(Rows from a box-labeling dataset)
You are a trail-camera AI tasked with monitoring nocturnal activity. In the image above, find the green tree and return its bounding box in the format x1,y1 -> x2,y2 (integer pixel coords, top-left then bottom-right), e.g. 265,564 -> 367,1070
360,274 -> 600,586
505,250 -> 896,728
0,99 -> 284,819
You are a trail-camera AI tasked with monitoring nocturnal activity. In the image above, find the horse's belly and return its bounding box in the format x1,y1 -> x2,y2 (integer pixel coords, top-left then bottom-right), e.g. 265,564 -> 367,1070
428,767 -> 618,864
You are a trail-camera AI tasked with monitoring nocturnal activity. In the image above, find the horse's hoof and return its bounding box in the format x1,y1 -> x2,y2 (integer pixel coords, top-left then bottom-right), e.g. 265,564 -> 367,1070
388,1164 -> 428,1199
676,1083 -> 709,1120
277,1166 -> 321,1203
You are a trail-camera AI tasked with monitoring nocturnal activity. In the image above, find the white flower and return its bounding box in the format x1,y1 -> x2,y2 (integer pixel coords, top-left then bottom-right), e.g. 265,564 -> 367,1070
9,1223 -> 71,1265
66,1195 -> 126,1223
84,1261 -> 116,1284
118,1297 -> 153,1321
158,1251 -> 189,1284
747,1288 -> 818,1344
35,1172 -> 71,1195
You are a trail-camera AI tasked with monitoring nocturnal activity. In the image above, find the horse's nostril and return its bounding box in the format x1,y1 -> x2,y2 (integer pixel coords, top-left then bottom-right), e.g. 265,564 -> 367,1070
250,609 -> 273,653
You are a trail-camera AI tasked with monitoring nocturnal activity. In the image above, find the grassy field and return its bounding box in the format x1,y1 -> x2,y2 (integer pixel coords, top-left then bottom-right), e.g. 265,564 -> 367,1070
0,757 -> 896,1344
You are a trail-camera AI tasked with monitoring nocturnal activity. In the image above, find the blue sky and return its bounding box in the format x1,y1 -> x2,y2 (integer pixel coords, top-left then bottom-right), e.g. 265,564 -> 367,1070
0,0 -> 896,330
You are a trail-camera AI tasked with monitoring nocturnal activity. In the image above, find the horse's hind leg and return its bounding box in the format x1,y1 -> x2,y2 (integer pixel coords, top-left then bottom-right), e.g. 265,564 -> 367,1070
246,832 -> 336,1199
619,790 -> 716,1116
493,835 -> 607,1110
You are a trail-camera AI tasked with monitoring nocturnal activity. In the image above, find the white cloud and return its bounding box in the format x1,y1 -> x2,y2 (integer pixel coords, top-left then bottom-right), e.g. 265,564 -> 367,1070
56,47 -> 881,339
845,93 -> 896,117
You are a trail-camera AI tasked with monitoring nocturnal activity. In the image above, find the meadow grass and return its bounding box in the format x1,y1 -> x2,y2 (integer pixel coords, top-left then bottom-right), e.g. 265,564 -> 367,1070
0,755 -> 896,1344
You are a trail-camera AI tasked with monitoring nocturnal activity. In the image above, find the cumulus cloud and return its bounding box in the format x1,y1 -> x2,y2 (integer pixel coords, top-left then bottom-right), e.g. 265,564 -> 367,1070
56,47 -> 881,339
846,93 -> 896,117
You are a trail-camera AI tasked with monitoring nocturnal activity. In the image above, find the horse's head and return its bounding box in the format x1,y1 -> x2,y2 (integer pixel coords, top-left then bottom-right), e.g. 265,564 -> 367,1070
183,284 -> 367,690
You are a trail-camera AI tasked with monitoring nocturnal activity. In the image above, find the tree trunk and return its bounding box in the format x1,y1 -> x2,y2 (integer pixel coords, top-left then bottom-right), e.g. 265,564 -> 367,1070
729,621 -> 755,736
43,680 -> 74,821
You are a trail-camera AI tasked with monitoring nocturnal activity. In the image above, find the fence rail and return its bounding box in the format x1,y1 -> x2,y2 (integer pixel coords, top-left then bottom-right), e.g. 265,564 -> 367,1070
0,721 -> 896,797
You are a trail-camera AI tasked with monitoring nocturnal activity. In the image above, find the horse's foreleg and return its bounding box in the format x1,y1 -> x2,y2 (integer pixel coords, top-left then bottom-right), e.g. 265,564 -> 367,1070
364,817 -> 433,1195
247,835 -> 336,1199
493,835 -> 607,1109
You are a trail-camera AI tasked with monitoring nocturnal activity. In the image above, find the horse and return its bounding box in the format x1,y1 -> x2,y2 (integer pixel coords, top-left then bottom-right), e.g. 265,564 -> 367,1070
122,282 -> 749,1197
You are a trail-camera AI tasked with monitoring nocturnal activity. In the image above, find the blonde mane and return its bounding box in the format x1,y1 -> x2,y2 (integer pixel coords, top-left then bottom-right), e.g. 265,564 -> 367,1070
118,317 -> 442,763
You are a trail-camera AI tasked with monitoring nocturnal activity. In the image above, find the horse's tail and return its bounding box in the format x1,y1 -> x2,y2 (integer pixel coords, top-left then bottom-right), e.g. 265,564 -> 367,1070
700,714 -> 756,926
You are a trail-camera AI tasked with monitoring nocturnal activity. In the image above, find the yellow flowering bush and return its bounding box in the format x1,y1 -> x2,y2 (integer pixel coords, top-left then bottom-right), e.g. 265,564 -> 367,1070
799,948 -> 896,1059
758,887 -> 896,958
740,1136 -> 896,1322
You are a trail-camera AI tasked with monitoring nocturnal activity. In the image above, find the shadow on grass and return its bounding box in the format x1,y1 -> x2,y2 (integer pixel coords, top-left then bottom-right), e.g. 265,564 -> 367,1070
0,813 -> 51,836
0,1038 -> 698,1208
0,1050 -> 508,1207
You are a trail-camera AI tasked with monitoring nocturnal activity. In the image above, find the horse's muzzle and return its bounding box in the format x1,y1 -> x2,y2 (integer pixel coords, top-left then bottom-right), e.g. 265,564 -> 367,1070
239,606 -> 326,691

● **What this task involves**: Please scale the records from the start through the line containing "0,99 -> 284,819", multiplying every box coordinate in the answers by 0.95 and rounding to whole numbers with halves rounded up. Repeat all of those lines, requests included, with the requests and their format samples left as they are.

● **Output for this task**:
You are a trail-camera AI tasked with monitoring nocturnal activity. In the image above, find the green tree and return its bounding box in the format x1,y1 -> x2,y2 (integer pixel coords, top-left then bottom-right), e.g. 265,564 -> 367,1070
342,260 -> 570,557
480,238 -> 851,692
0,94 -> 270,778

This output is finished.